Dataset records
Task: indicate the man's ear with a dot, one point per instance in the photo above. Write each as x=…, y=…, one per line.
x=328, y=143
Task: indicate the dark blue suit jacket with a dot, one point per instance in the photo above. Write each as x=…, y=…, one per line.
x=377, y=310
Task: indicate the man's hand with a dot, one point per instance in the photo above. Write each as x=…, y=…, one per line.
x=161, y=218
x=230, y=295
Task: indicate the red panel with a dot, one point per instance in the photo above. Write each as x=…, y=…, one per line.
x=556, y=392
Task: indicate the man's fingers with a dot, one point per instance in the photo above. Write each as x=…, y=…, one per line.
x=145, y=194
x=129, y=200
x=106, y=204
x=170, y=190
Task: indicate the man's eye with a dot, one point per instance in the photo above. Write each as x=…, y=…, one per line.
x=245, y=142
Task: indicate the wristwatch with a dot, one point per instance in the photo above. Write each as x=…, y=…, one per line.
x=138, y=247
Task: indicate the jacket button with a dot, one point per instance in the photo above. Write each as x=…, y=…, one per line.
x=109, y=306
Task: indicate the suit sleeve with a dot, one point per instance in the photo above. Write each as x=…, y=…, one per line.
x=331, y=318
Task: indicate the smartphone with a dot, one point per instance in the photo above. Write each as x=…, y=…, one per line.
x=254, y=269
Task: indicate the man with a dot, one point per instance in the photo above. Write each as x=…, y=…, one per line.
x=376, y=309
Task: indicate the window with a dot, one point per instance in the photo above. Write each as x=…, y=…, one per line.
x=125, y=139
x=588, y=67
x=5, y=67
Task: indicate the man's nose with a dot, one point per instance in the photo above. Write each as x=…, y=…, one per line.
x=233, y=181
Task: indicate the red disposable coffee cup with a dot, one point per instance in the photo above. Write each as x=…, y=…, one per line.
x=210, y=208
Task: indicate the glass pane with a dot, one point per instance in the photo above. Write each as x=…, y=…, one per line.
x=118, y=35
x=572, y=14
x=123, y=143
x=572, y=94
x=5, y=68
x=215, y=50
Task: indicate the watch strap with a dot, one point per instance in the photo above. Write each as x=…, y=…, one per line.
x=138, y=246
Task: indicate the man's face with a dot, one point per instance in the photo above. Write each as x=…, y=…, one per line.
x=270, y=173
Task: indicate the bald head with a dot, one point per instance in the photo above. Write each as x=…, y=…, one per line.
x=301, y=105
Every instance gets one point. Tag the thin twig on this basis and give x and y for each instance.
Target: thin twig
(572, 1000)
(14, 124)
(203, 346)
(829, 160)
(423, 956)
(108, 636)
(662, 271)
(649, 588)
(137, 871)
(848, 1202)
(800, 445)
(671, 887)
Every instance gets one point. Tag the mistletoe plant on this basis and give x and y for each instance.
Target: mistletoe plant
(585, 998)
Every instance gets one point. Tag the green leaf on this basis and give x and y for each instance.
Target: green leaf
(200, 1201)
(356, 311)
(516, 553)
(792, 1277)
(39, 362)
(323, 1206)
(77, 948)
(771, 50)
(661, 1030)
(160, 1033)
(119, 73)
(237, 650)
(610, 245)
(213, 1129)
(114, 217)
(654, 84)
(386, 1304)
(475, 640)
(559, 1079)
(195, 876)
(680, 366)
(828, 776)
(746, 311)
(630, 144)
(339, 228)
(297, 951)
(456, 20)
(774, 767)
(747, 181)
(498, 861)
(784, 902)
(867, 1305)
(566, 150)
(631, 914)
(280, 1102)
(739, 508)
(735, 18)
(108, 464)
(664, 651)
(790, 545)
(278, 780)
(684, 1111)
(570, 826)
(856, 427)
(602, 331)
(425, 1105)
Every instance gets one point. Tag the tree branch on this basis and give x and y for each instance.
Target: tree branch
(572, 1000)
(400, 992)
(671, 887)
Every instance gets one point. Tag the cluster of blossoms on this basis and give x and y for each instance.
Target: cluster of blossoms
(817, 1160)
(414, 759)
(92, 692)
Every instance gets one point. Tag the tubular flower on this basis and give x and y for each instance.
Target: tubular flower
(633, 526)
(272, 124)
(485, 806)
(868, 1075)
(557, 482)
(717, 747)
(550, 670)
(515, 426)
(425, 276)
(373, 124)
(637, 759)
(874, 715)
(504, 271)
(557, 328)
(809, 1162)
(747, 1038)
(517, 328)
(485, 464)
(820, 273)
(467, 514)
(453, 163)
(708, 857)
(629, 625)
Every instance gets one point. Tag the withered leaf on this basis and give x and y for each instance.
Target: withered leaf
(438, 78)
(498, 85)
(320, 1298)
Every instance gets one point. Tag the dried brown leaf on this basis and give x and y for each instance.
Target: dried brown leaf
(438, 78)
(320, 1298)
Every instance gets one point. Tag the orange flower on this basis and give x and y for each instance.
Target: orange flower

WORK TO BE COMPLETED
Copy every one of the entries above word for word, each line as it stands.

THE ANSWER
Task: indicate the man's ear with a dot, one point per instance in the photo above. Write each as x=…, y=…, one per line.
x=328, y=143
Task: indicate the dark blue suit jacket with a dot, one point per instance in the photo above. Write each as x=…, y=…, one per line.
x=377, y=310
Task: indicate the man's hand with a dot, one point per instance in the photo above. Write each as x=…, y=…, one per line.
x=161, y=218
x=230, y=295
Task: indicate the red panel with a dot, one point per instance in the photo above. Write each as x=…, y=…, one per line.
x=556, y=392
Task: indicate the man's fingers with a dot, one point per instance in the photo above. Write each as x=…, y=…, one per line.
x=145, y=194
x=129, y=200
x=106, y=204
x=170, y=190
Task: indicate the man's eye with a dot, one point per instance in the photo above. Write each as x=…, y=…, one per line.
x=245, y=142
Task: indicate the wristwatch with a dot, one point per instance in the photo above. Write each as x=…, y=…, one per line.
x=138, y=247
Task: indicate the jacket button with a dot, one point per instance in the photo above. Write each as x=…, y=…, one per line.
x=109, y=306
Task: indicate the suit sleeve with a dot, one point per instance in the photo above. Write each as x=…, y=…, one per line.
x=331, y=318
Task: indicate the smartphone with a dot, one point per instance in the photo above. Write each as x=…, y=…, one per line.
x=254, y=269
Task: indicate the man with a dot, one point per instance in the photo above. Write each as x=…, y=…, one per line.
x=376, y=309
Task: indicate the window with a dot, one point per instance in the photo above. Write each as x=…, y=…, one per line.
x=125, y=139
x=588, y=67
x=5, y=67
Task: indicate the man's nose with a dot, one point per instance in the photo above. Write each as x=…, y=…, one per line.
x=233, y=181
Task: indicate the red disposable coffee cup with a dot, one point per instance in the photo above. Write each as x=…, y=…, one per line.
x=210, y=208
Task: indicate the glass pane with a dot, one point per instance in the photo above. Write each as x=…, y=…, one per line.
x=118, y=35
x=572, y=14
x=123, y=143
x=572, y=94
x=5, y=68
x=215, y=50
Task: indicate the watch strap with a dot, one point per instance in the photo above. Write each as x=…, y=…, one per line.
x=138, y=246
Task: indicate the man's face with a dot, one point per instance in the photo above. Write each as x=…, y=…, one per line.
x=270, y=173
Task: indicate the bald head with a dot, one point per instance in the photo above. Write each as x=…, y=…, one per line.
x=301, y=105
Every instance gets one point. Tag the thin twig on this basis and give x and y for each instance.
Target: thin twig
(572, 1000)
(14, 124)
(203, 346)
(829, 160)
(423, 956)
(108, 636)
(662, 271)
(649, 588)
(137, 871)
(848, 1202)
(800, 445)
(671, 887)
Every instance gets one point. Tag the mistletoe plant on this basis and give x and y for each instance.
Target: mistletoe plant
(585, 998)
Every instance gets one point. Tag the green leaf on this basis and give x and y for each instance.
Target: green leaf
(200, 1201)
(356, 311)
(516, 553)
(792, 1277)
(39, 362)
(323, 1206)
(77, 948)
(771, 50)
(661, 1030)
(160, 1033)
(119, 73)
(237, 650)
(610, 245)
(213, 1129)
(114, 217)
(654, 84)
(386, 1304)
(475, 640)
(559, 1079)
(195, 876)
(680, 366)
(828, 776)
(746, 311)
(630, 144)
(339, 228)
(297, 951)
(456, 20)
(774, 767)
(747, 181)
(498, 861)
(784, 902)
(867, 1305)
(566, 150)
(631, 914)
(280, 1102)
(739, 508)
(735, 18)
(108, 464)
(664, 651)
(790, 545)
(278, 780)
(684, 1111)
(570, 826)
(856, 427)
(602, 331)
(425, 1105)
Every instance gets one point. Tag the tree branch on this basis and give x and y for each instance.
Target: tree branch
(572, 1000)
(400, 992)
(671, 887)
Every instance gets one point. Tag the cluster of blossoms on this basis and give x and y for each instance.
Target: cluster of blossoms
(817, 1160)
(414, 759)
(92, 692)
Every instance gets one point. Tag the tubular flower on this basis and give x and y for each instance.
Target: tubular flower
(633, 526)
(272, 124)
(485, 806)
(868, 1075)
(557, 482)
(717, 747)
(550, 670)
(515, 426)
(425, 276)
(373, 124)
(637, 759)
(874, 715)
(504, 271)
(557, 328)
(809, 1162)
(747, 1038)
(517, 328)
(485, 464)
(820, 273)
(467, 514)
(453, 163)
(708, 857)
(629, 625)
Every instance gets one point. Tag the withered leaf on this basis and give x and y for each instance.
Target: withered leaf
(438, 78)
(498, 85)
(320, 1298)
Every instance gets one point. Tag the dried brown leaf on this basis and give x and y for each instance.
Target: dried brown leaf
(438, 78)
(320, 1298)
Every instance gets one point. Tag the orange flower on this basis and give x and y for each instance.
Target: orange flower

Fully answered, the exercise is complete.